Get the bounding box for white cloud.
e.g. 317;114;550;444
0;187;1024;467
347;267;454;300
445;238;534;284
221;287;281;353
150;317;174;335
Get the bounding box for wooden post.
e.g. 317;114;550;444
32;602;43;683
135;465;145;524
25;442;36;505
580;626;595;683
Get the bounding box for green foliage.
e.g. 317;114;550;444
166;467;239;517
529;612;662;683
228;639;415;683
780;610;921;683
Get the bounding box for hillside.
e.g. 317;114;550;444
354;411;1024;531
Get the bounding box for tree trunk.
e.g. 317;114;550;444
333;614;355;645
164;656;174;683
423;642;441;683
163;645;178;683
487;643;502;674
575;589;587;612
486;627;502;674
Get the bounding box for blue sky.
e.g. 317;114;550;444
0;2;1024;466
==========
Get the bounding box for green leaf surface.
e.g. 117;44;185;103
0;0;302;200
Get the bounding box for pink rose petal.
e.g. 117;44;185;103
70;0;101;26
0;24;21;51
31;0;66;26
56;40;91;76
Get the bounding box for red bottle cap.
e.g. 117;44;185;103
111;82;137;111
==========
THE EXERCISE
Recast the material above as a numbered list, starting at the line that contains "Get the bounding box for wooden post." and ending at the line that contains "0;2;1024;466", with both of those lines included. Leave out any blank lines and list nothing outside that span.

TASK RESPONSE
1. Get the bounding box for wooden post.
2. e.g. 317;114;550;444
3. 32;602;43;683
4. 135;465;145;524
5. 25;442;36;505
6. 580;626;595;683
7. Get the bounding box for green foliage.
8. e.g. 317;114;550;444
9. 166;467;239;517
10. 529;612;662;683
11. 228;639;415;683
12. 780;610;921;683
13. Get the bounding box for hillside.
14. e.g. 317;114;550;444
15. 354;411;1024;531
16. Get the bounding box for tree trunk.
17. e.g. 317;114;550;444
18. 333;614;355;645
19. 164;656;174;683
20. 423;642;441;683
21. 163;645;178;683
22. 487;643;502;674
23. 575;589;587;612
24. 486;627;502;674
25. Get the bounding box for blue sky.
26. e.g. 317;114;550;444
27. 0;2;1024;466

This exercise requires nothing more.